▶ Problems to work on:
**1)** According to the wine article, in what year did Soave become one of the first delimited wine zones in Italy?
**2)** Decide whether each statement agrees with the wine article, and quote the words that settle it: (a) Soave lies northeast of Verona. (b) Both Inama wines come from a single vineyard site. (c) The author visited the region in 2009.
**3)** Rewrite the passage of the wine article starting at "Tasting and learning" and ending at "northeast of Verona.", putting "estate" in place of "winery".

▶ Document text:
-- -- --

Tasting and learning about wine is a journey that is neverending.
When you really dig into the details and want to get a deeper
understanding of a particular region and particular sub-regions or even
further particular parcels it gets really fun. Today I share two wines
from the Inama
winery in the Soave Classico area of the Veneto region. Both located
within the Soave DOC appellation, but one is grown on a single vineyard
site. Very different wines so come discover what makes them unique.
The Wine Area ~ Soave
Soave
is a wine area within the Veneto region located northeast of Verona.
Between the romantic town of Verona, Lake Garda and the vineyards of
Soave, Valpolicella and Bardolino all within close proximity to one
another it is a beautiful area to visit with much to see. I visited this region back in 2009 and just happened to catch some sort of festival in town. I love when that happens!
Soave
was one of the first delimited wine zones in Italy back in 1931. It is
named after the medieval town, Soave, encompassed by ancient walls
attached to a beautiful castle with vineyards all around. This is the
heart of the Soave Classico wine appellation that stretches from Soave
to Monteforte d’Alpone
towards the hills of the north. Within Soave Classico you will find
some reputable single-vineyard sites that allow one to experience the
true taste of the land as you’ll see in Inama’s single vineyard Foscarino shared later in this article.

-- -- --

▶ Picture shape labeling items:
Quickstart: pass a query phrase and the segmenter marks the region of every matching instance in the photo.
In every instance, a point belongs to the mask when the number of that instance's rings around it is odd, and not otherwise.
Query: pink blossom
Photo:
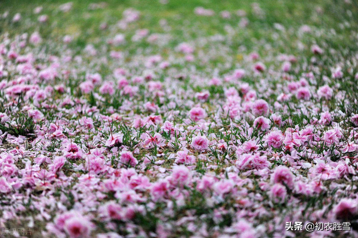
[[[281,133],[276,131],[272,131],[266,135],[265,141],[268,146],[277,148],[282,145],[284,138],[284,136]]]
[[[271,188],[270,195],[274,202],[282,203],[285,202],[287,195],[286,187],[279,183],[276,183]]]
[[[294,176],[288,168],[279,165],[271,175],[271,181],[275,183],[281,183],[292,189],[294,185]]]
[[[209,140],[206,137],[197,135],[193,138],[190,145],[197,150],[203,151],[209,148]]]
[[[193,155],[188,154],[188,151],[187,150],[184,151],[178,151],[176,154],[176,158],[175,163],[177,164],[191,164],[195,163],[195,158]]]
[[[189,111],[189,117],[194,122],[197,122],[200,119],[206,117],[205,110],[199,107],[194,107]]]
[[[311,98],[311,93],[307,88],[300,88],[296,92],[296,97],[297,99],[308,101]]]
[[[138,164],[138,161],[131,152],[122,151],[120,154],[119,159],[122,164],[129,165],[132,167],[135,166]]]
[[[5,177],[0,177],[0,193],[8,193],[11,191],[11,187]]]
[[[325,85],[318,88],[317,94],[319,98],[323,98],[329,100],[332,98],[333,90],[328,85]]]
[[[270,129],[270,119],[263,116],[257,118],[253,121],[253,126],[261,130],[266,130]]]
[[[265,100],[258,99],[252,104],[252,110],[255,116],[264,115],[268,111],[268,104]]]
[[[171,173],[171,183],[174,185],[187,184],[190,181],[191,174],[185,165],[175,166]]]
[[[65,222],[64,229],[71,238],[89,237],[93,225],[84,217],[73,217]]]
[[[333,210],[337,219],[346,219],[358,214],[358,203],[356,200],[342,198]]]
[[[355,126],[358,127],[358,114],[353,116],[350,118],[350,121]]]

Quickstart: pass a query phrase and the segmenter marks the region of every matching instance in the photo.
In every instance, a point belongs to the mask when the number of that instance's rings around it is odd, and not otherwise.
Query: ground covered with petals
[[[2,229],[358,237],[354,0],[16,2],[0,2]]]

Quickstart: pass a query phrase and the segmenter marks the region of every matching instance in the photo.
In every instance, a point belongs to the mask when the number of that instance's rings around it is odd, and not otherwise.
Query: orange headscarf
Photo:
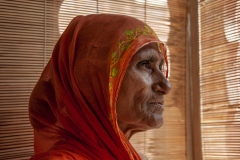
[[[132,56],[151,42],[166,59],[163,43],[135,18],[75,17],[30,97],[31,159],[140,159],[118,128],[116,100]]]

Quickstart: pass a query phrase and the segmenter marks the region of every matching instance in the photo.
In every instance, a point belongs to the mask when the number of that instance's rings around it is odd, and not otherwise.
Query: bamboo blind
[[[165,124],[136,134],[131,143],[151,160],[186,159],[185,0],[1,0],[0,159],[33,155],[30,93],[70,20],[93,13],[136,17],[168,45],[172,93],[165,100]]]
[[[204,160],[240,159],[240,1],[199,2]]]

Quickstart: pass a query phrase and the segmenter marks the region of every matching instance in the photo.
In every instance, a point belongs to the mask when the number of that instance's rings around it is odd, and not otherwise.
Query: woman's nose
[[[159,73],[158,76],[155,77],[152,88],[155,92],[161,92],[163,95],[169,94],[172,90],[170,82],[163,73]]]

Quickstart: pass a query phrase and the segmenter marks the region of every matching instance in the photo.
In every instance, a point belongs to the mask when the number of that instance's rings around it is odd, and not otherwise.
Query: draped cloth
[[[149,43],[166,58],[164,44],[140,20],[75,17],[30,97],[31,159],[140,159],[118,127],[116,100],[132,56]]]

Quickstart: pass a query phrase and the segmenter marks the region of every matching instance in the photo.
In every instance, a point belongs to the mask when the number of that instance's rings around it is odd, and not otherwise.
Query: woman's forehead
[[[152,61],[157,61],[163,59],[162,54],[158,49],[156,43],[151,43],[140,48],[133,56],[132,60],[137,59],[151,59]]]

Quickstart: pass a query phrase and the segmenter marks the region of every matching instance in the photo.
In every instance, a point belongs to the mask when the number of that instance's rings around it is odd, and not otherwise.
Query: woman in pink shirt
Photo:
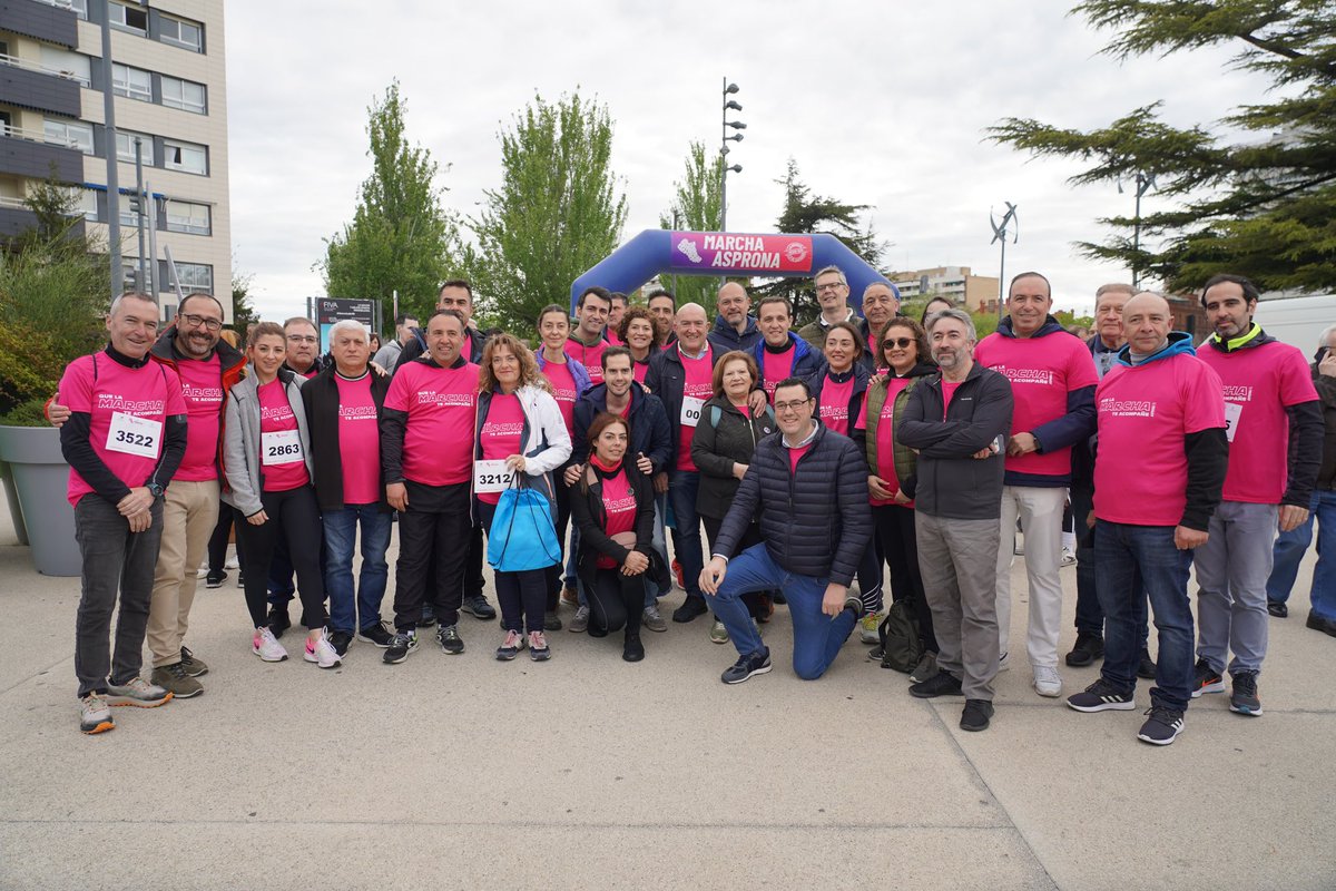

-- -- --

▶ The responses:
**1)** 1931

**2)**
(a) Yes: "is a wine area within the Veneto region located northeast of Verona."
(b) No: "but one is grown on a single vineyard site."
(c) Yes: "I visited this region back in 2009"

**3)**
Tasting and learning about wine is a journey that is neverending.
When you really dig into the details and want to get a deeper
understanding of a particular region and particular sub-regions or even
further particular parcels it gets really fun. Today I share two wines
from the Inama
estate in the Soave Classico area of the Veneto region. Both located
within the Soave DOC appellation, but one is grown on a single vineyard
site. Very different wines so come discover what makes them unique.
The Wine Area ~ Soave
Soave
is a wine area within the Veneto region located northeast of Verona.